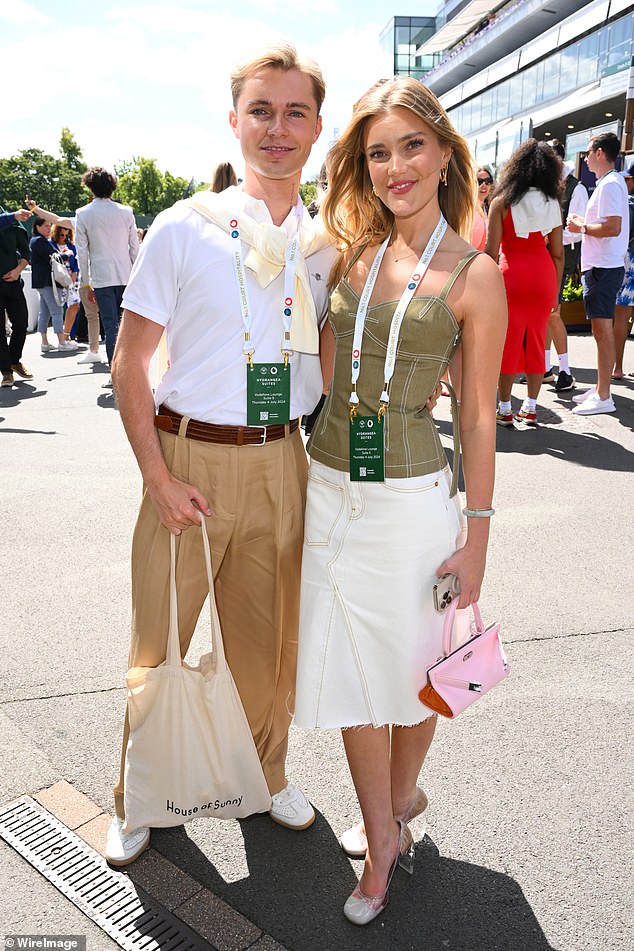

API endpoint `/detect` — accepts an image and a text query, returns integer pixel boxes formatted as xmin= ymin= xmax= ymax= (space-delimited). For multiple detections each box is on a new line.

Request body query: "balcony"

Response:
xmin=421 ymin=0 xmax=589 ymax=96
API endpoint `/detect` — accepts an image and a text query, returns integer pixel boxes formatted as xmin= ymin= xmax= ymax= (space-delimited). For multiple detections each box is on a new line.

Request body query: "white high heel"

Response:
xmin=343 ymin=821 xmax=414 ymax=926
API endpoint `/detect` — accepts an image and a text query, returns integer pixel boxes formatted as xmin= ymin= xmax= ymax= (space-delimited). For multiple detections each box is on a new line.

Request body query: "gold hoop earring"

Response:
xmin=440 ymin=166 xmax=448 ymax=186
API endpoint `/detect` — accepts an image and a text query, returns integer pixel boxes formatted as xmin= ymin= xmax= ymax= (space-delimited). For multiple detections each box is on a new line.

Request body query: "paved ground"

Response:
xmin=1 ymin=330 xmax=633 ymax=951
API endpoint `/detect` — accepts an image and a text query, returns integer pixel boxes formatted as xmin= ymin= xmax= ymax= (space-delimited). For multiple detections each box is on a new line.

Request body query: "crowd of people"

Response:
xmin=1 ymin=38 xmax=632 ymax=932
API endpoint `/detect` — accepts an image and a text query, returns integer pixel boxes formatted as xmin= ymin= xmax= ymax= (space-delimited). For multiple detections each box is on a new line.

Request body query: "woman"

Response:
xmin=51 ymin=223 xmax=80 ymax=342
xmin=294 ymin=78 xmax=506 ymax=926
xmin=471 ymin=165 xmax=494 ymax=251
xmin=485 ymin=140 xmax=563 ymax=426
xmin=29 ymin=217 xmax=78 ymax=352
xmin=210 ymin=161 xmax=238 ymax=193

--

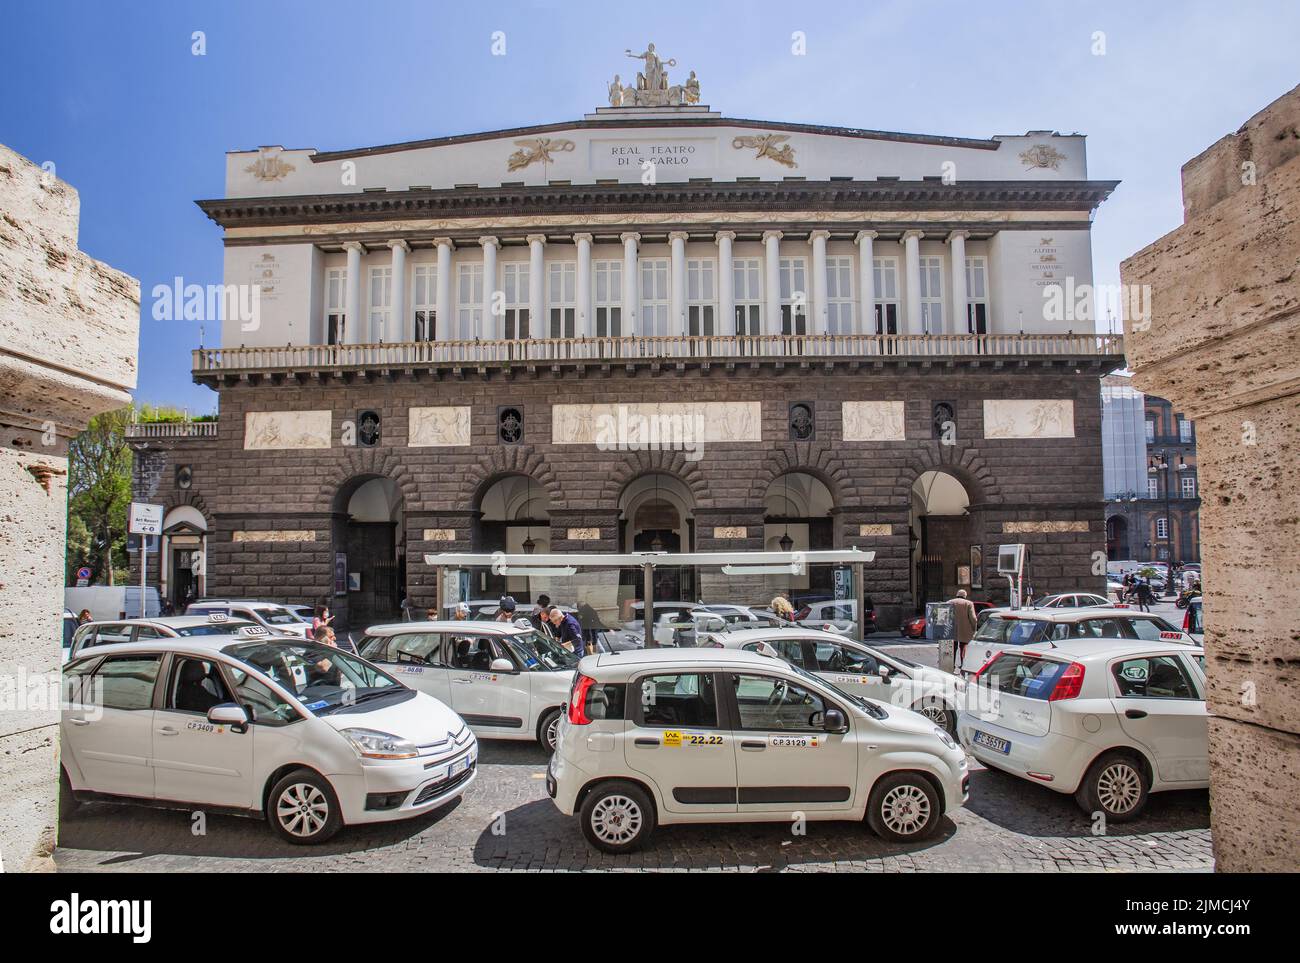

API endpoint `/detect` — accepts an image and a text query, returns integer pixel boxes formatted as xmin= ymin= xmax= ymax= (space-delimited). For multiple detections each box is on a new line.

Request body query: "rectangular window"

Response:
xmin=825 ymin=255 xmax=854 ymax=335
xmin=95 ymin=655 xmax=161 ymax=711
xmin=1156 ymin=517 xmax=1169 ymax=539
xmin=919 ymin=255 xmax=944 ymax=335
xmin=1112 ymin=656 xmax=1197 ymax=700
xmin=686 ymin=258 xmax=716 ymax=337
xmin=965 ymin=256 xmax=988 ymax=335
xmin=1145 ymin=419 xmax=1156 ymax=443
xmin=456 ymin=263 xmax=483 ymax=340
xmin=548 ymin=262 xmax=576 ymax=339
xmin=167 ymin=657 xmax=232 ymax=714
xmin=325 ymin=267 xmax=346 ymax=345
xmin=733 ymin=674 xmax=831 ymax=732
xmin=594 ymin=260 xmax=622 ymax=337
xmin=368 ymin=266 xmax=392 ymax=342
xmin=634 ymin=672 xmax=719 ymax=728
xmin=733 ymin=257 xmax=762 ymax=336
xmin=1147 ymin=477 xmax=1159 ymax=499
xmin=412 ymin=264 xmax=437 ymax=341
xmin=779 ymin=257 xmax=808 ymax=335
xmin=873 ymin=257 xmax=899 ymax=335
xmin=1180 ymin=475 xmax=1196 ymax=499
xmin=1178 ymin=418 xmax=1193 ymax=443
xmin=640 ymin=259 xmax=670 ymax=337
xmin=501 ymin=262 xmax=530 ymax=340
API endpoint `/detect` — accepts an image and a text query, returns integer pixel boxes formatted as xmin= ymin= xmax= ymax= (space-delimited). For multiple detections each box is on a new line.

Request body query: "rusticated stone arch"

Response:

_HOW TO COMPLETE THIS TASK_
Of the lines above, copy each one that contains the word "body".

_EXPECTED OUTPUT_
Request body query: "balcony"
Request body query: "white high heel"
Request body query: "gold hoop earring"
Request body query: "paved ground"
Request body query: "crowd of people"
Request body query: "woman"
Request body query: "rectangular window"
Request body query: "rusticated stone arch"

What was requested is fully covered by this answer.